| THE RECORDS |
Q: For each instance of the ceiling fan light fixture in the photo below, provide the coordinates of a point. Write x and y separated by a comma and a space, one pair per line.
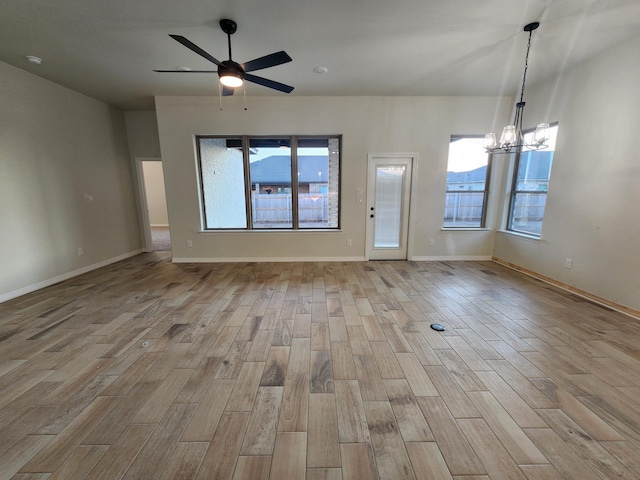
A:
231, 80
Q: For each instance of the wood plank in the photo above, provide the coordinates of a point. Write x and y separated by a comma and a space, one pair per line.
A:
518, 445
323, 448
496, 460
427, 461
115, 462
79, 463
205, 419
413, 426
155, 408
460, 457
184, 461
14, 457
244, 392
388, 448
254, 467
295, 402
561, 455
153, 456
53, 455
416, 375
352, 422
261, 432
369, 379
289, 456
358, 462
220, 460
275, 369
321, 372
386, 360
299, 356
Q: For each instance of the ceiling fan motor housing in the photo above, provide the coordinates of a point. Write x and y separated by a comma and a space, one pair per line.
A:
229, 67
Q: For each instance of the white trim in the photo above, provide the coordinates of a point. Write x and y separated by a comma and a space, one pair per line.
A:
269, 231
66, 276
268, 259
453, 258
524, 236
465, 229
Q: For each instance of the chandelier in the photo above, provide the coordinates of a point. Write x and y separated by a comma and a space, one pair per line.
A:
512, 137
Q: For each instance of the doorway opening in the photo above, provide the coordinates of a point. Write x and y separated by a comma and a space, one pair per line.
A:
155, 217
388, 206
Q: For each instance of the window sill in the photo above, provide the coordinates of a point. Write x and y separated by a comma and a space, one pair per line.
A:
465, 229
524, 236
272, 230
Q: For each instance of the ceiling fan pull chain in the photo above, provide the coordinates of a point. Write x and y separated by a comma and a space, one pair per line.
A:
244, 92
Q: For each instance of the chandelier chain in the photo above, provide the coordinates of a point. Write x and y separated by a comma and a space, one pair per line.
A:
526, 66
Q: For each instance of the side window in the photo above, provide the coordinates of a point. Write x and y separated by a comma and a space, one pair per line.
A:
530, 186
468, 172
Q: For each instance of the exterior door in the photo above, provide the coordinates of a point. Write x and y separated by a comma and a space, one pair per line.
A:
388, 198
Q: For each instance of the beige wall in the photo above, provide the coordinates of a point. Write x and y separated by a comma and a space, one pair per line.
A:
421, 125
154, 191
593, 208
65, 183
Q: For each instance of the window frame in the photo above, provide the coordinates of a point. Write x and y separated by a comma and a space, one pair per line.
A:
513, 191
485, 196
246, 161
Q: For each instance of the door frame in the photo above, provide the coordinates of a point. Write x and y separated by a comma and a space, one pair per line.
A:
145, 226
413, 156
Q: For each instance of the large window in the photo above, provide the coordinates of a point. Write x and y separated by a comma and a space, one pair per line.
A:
530, 186
467, 183
288, 182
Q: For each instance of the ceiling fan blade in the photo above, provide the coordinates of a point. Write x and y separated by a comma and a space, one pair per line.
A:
193, 47
186, 71
265, 82
267, 61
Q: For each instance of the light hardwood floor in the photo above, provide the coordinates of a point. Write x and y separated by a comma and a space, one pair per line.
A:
146, 369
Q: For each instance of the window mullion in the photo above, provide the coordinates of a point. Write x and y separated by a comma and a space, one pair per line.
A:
294, 182
247, 181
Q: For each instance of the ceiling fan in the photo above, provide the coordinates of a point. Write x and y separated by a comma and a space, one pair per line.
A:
233, 74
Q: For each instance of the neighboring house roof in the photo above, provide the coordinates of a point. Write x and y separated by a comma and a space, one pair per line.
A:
276, 169
477, 175
538, 170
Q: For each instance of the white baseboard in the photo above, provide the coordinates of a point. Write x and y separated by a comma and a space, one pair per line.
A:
453, 258
460, 258
267, 259
65, 276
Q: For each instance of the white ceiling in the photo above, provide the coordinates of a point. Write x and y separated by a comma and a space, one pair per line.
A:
107, 49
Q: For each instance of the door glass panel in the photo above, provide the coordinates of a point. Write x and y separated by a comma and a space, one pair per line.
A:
388, 206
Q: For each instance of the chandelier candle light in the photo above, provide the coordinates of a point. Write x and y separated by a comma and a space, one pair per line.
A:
512, 137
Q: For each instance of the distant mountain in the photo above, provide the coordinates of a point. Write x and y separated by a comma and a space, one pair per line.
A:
276, 169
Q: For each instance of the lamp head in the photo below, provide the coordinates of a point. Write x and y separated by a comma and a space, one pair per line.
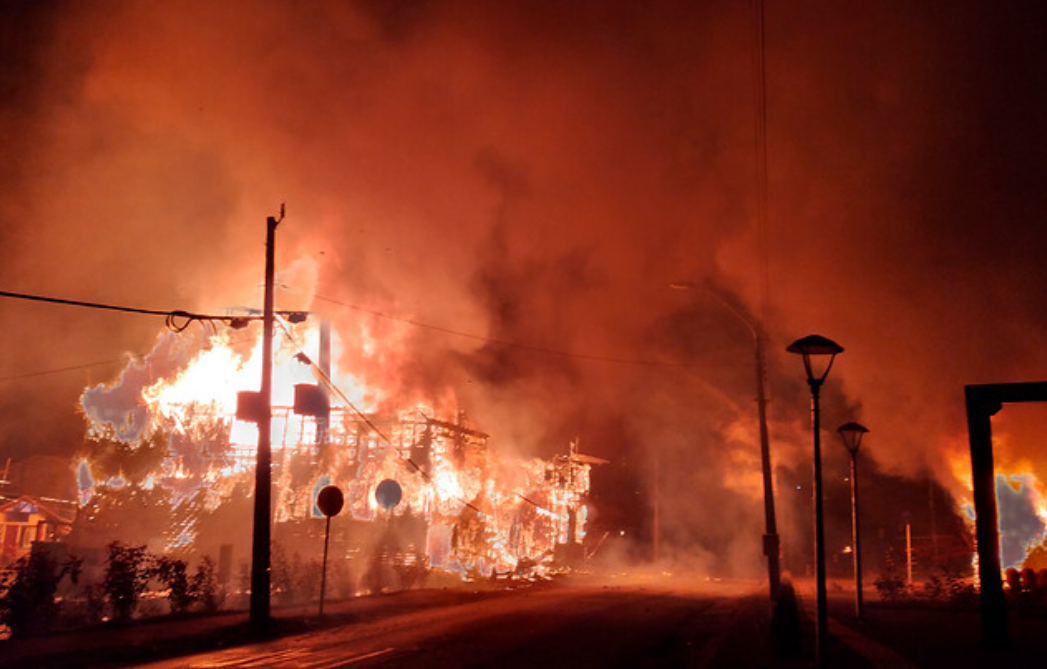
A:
815, 348
851, 435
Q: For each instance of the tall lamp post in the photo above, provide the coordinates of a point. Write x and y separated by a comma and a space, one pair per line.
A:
263, 468
772, 543
851, 435
815, 350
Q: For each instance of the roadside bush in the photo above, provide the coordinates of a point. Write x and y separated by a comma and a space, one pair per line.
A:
127, 575
204, 586
173, 574
27, 604
891, 586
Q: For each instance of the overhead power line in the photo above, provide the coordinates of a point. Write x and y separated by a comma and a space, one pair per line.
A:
176, 319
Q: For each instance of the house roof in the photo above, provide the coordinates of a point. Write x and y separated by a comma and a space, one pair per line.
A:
25, 504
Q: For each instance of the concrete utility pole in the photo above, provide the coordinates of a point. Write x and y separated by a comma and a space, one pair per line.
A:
263, 467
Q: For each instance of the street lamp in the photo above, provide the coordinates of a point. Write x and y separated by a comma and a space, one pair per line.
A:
851, 435
815, 350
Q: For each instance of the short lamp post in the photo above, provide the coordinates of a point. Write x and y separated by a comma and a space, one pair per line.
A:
851, 435
819, 353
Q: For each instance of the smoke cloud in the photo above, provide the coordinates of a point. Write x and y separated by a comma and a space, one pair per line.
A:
528, 178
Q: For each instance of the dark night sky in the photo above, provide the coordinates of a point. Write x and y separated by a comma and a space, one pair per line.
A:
538, 173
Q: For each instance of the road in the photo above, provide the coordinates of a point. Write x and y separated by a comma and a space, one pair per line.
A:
613, 624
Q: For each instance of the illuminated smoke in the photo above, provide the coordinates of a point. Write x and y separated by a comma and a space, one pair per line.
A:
537, 173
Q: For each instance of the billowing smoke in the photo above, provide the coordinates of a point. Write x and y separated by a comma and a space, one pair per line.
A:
526, 179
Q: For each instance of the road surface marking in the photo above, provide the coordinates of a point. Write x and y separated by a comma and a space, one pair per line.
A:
344, 662
875, 652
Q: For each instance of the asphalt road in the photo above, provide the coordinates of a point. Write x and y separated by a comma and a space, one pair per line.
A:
638, 625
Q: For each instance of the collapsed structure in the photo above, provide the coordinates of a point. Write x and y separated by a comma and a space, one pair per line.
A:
465, 507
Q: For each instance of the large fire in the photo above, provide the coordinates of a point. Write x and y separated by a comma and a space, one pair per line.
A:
1021, 503
467, 507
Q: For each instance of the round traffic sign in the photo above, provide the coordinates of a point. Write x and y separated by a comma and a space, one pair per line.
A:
330, 500
388, 493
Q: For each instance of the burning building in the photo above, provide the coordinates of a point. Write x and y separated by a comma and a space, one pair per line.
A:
172, 440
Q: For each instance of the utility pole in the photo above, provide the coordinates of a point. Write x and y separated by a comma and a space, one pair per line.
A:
263, 468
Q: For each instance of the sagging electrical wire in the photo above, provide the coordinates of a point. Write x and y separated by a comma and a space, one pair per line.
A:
176, 320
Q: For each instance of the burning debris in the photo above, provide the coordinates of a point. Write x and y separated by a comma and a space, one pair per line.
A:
172, 455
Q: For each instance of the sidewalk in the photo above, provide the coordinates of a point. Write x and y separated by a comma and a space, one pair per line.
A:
158, 638
918, 633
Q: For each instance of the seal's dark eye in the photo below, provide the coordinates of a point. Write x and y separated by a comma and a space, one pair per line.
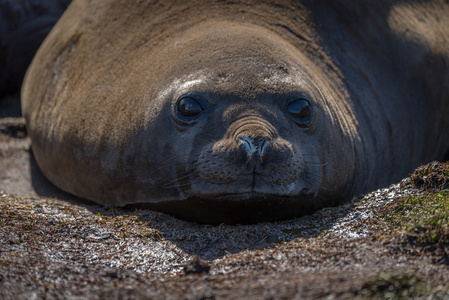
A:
189, 107
300, 109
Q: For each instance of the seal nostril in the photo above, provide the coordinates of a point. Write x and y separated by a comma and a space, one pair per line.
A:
248, 145
254, 145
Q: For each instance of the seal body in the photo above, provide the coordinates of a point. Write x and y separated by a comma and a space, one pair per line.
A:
238, 112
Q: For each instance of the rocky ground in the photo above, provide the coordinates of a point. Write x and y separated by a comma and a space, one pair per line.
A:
392, 243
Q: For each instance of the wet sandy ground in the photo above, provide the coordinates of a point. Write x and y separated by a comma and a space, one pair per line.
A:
53, 245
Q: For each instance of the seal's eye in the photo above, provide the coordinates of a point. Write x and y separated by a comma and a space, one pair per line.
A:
300, 108
189, 107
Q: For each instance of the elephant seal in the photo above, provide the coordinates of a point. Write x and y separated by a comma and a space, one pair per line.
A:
242, 111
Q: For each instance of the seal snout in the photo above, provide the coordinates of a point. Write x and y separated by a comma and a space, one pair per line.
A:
251, 157
254, 146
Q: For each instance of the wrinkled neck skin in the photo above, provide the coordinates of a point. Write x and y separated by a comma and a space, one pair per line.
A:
245, 90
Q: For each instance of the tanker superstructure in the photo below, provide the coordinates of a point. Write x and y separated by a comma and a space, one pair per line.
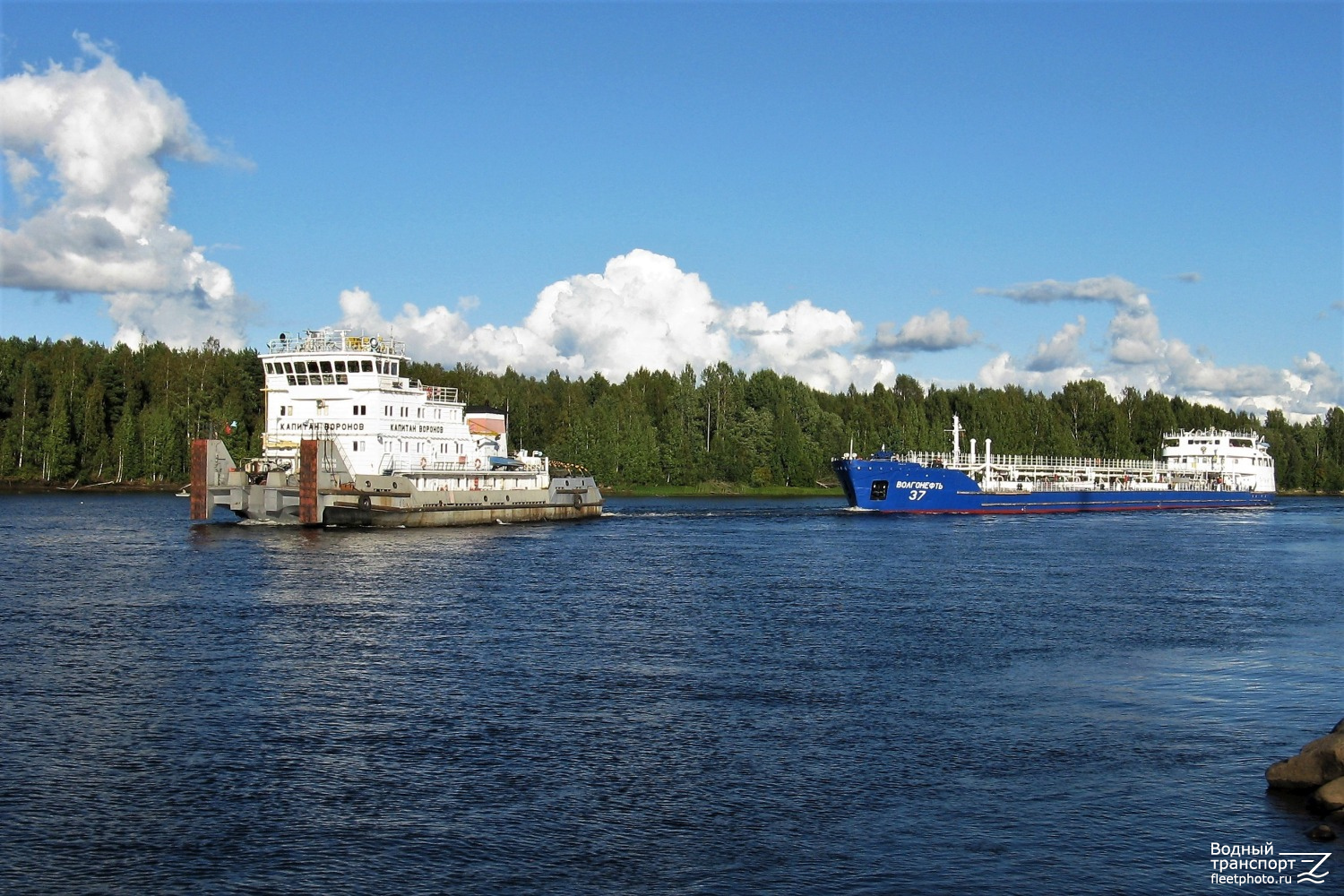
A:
1199, 469
349, 441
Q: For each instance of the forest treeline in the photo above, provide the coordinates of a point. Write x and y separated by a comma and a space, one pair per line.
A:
74, 411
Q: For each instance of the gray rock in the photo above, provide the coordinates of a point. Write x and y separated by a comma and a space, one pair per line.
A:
1328, 797
1319, 762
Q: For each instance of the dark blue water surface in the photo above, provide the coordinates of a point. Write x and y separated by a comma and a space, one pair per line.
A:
685, 696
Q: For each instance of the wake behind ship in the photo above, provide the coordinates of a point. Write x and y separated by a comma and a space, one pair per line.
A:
1199, 469
349, 441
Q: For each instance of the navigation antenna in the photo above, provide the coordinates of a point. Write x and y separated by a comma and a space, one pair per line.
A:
956, 438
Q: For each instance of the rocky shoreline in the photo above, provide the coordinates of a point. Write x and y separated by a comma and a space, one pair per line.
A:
1317, 770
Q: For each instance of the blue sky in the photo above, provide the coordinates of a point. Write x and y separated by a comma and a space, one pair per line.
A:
1148, 194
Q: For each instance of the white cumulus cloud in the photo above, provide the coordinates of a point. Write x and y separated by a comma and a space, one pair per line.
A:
83, 150
642, 311
1139, 355
933, 332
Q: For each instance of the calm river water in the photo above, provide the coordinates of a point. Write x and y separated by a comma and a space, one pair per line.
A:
685, 696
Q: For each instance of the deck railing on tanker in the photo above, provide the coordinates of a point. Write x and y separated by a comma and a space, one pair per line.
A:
1031, 462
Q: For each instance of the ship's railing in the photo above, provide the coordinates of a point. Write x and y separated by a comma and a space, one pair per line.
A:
1032, 462
437, 394
410, 462
335, 340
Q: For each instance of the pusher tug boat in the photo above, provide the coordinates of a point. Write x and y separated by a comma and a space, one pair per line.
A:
1199, 469
349, 441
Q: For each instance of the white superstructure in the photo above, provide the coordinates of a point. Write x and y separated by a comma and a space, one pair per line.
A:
1238, 460
349, 390
351, 441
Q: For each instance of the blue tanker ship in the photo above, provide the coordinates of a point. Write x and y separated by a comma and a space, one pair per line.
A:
1199, 469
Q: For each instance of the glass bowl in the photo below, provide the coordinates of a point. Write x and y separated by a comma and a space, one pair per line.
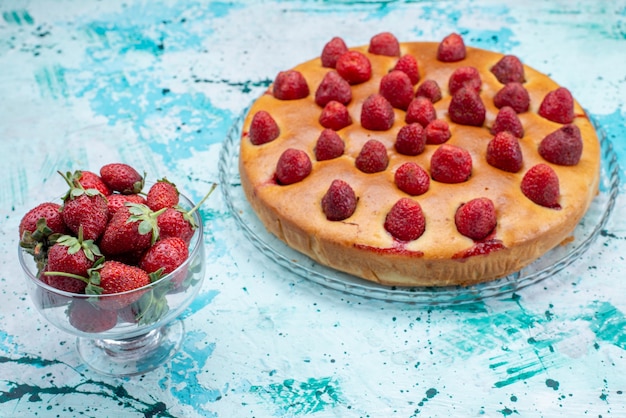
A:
127, 333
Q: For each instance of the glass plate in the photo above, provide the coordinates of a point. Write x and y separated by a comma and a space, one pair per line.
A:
546, 266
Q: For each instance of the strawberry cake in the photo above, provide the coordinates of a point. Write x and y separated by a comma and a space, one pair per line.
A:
419, 163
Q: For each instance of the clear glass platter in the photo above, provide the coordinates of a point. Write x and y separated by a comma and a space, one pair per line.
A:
545, 267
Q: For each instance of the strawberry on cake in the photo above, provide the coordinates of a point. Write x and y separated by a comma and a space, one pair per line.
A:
418, 163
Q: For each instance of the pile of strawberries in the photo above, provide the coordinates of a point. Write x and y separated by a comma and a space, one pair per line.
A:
109, 236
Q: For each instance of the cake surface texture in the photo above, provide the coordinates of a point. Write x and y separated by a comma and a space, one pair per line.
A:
419, 163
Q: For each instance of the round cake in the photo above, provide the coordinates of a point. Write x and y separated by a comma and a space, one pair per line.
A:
419, 163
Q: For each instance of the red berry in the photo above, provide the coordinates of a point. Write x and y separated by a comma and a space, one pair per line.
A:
408, 65
333, 87
437, 132
384, 43
405, 221
467, 108
339, 202
335, 116
116, 201
421, 110
412, 179
509, 69
468, 77
450, 164
476, 219
558, 106
122, 178
86, 317
396, 87
411, 139
541, 185
329, 145
263, 128
332, 51
514, 95
49, 211
429, 89
293, 166
354, 67
373, 157
290, 85
504, 152
563, 146
451, 48
377, 113
507, 120
162, 194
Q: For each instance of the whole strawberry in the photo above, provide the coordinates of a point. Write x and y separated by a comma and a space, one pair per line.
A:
162, 194
84, 208
178, 222
132, 228
70, 255
122, 178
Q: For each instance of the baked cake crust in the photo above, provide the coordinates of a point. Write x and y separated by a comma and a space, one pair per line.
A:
360, 245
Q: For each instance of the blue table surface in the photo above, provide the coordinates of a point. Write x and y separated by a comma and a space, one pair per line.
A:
158, 84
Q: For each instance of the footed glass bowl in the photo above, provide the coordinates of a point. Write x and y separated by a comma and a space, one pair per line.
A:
127, 333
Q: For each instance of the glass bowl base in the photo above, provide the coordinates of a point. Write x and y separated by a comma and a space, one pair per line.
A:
133, 356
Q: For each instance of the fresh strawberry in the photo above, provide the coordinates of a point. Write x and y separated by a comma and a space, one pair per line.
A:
293, 166
112, 277
396, 87
165, 256
132, 228
411, 139
467, 108
421, 110
384, 43
178, 222
509, 69
468, 77
72, 255
339, 202
50, 212
90, 180
476, 219
329, 145
333, 87
162, 194
408, 65
263, 128
507, 120
563, 146
558, 106
405, 221
541, 185
335, 116
290, 85
429, 89
450, 164
117, 200
84, 208
504, 152
377, 113
412, 179
451, 48
354, 67
332, 51
514, 95
122, 178
437, 132
87, 317
373, 157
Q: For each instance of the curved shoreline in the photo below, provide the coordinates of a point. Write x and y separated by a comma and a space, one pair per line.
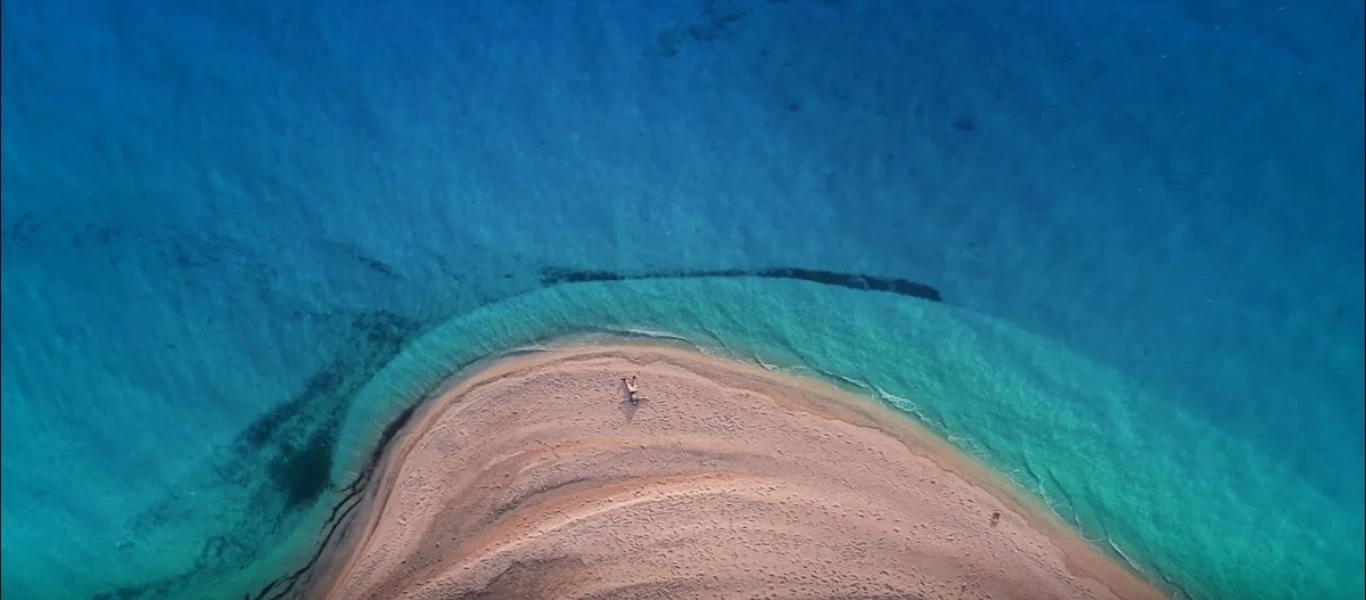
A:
791, 465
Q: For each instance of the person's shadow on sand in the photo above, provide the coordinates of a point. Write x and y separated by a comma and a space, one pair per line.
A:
634, 401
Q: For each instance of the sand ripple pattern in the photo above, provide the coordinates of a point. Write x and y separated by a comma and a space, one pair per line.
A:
540, 481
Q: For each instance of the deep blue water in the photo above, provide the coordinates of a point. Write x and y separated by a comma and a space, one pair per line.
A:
239, 238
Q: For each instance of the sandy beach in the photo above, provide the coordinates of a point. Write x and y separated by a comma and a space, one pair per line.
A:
534, 477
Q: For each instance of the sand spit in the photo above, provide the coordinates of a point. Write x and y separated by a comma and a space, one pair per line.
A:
536, 479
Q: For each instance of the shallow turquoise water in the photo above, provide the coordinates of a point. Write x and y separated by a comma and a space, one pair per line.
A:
239, 242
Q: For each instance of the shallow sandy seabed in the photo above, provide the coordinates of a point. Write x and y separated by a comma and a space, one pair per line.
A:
536, 479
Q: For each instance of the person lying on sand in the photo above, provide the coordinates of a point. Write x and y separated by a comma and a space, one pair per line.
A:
631, 390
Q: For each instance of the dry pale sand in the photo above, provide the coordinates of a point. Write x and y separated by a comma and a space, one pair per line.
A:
534, 479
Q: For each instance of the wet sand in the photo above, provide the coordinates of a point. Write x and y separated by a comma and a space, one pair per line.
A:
534, 477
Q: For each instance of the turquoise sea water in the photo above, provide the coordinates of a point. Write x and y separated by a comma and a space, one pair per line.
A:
241, 238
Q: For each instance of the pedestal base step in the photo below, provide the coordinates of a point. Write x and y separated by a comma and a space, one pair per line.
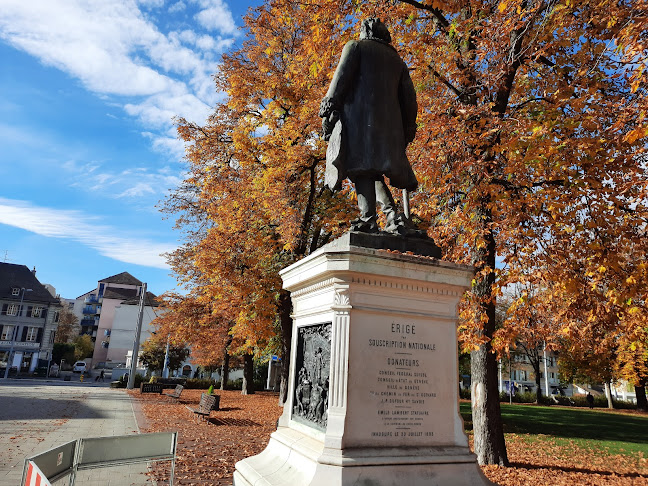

| ASSIGNMENT |
Report how many lines in the data above contain "roof", without any other words.

| EXERCISE RESULT |
2